**Directions for this task**
Would you please copy each line of the listing that mentions "find"?

**Exercise material**
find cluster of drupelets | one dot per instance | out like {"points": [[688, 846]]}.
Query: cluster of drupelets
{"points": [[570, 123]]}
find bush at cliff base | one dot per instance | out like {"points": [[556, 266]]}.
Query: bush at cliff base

**Worked solution**
find cluster of drupelets | one dot per instance | out like {"points": [[688, 846]]}.
find bush at cliff base | one dot per instance | out like {"points": [[556, 266]]}.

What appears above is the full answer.